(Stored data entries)

· · · · · · ·

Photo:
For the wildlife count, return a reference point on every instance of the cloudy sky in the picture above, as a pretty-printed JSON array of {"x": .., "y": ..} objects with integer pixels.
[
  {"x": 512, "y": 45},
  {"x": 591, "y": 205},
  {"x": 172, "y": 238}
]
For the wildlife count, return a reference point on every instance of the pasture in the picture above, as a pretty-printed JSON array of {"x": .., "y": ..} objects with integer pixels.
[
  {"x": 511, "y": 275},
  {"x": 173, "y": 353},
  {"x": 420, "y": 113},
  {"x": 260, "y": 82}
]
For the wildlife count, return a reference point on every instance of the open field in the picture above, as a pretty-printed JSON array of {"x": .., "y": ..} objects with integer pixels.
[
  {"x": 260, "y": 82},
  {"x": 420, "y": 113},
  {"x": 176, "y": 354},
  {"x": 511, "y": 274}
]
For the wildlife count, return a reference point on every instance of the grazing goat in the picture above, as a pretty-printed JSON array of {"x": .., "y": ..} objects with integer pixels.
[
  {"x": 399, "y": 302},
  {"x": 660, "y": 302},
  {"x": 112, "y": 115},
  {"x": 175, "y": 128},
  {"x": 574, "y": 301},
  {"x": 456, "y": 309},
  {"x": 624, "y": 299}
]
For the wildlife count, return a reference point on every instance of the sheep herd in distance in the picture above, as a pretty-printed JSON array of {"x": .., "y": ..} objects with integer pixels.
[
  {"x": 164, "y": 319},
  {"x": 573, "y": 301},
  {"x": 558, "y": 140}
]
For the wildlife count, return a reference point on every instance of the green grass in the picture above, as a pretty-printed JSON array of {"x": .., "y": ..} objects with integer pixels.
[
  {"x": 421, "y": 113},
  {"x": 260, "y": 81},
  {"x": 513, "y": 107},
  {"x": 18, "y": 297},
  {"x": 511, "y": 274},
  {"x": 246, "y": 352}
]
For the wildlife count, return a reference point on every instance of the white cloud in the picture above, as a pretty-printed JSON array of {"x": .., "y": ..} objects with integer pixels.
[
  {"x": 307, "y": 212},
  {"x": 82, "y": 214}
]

· · · · · · ·

Try it: Repeat the data above. Change nothing.

Result of this exercise:
Photo:
For the wildlife count, return a reference point on every instance of the cloudy sky in the picture above, as a pretty-printed JSON array of {"x": .., "y": ..} objects with integer pixels.
[
  {"x": 512, "y": 45},
  {"x": 591, "y": 205},
  {"x": 172, "y": 238}
]
For the wildlife count, return a reference point on every instance of the pasture in the picture above, as a pretty-printed JSON array of {"x": .., "y": ..} objects with integer pixels.
[
  {"x": 511, "y": 275},
  {"x": 173, "y": 353},
  {"x": 420, "y": 113},
  {"x": 260, "y": 82}
]
For the wildlife count, return a reference point on every instance of the open field in the picture above, as a pretty-printed JSON array of {"x": .., "y": ..} objects with integer pixels.
[
  {"x": 260, "y": 82},
  {"x": 420, "y": 113},
  {"x": 176, "y": 354},
  {"x": 511, "y": 274}
]
For the wildlife count, return a reference point on every instance of the grazing goat in the picture above, as a pretty-printed JSON array of {"x": .., "y": ..} objects with integer pixels.
[
  {"x": 399, "y": 302},
  {"x": 660, "y": 302},
  {"x": 112, "y": 115},
  {"x": 175, "y": 128},
  {"x": 574, "y": 301},
  {"x": 456, "y": 309},
  {"x": 624, "y": 299}
]
For the wildlife count, return a reference point on every instance of the sheep herd in distance in the picture above, as a pretty-printed JSON array of {"x": .., "y": ..} objects with integer pixels.
[
  {"x": 164, "y": 319},
  {"x": 573, "y": 301},
  {"x": 558, "y": 140}
]
For the wildlife count, return a reference point on every instance of the green grass in the picture above, as a pretty-printed JSON array of {"x": .., "y": ..} objects with integer pixels.
[
  {"x": 421, "y": 113},
  {"x": 260, "y": 81},
  {"x": 513, "y": 107},
  {"x": 18, "y": 297},
  {"x": 511, "y": 274},
  {"x": 246, "y": 352}
]
For the wildlife count, return a reference point on every instance of the white cloud in the picture above, as a pretty-printed JSON array of {"x": .., "y": ..} objects with integer pixels.
[
  {"x": 307, "y": 212},
  {"x": 82, "y": 214}
]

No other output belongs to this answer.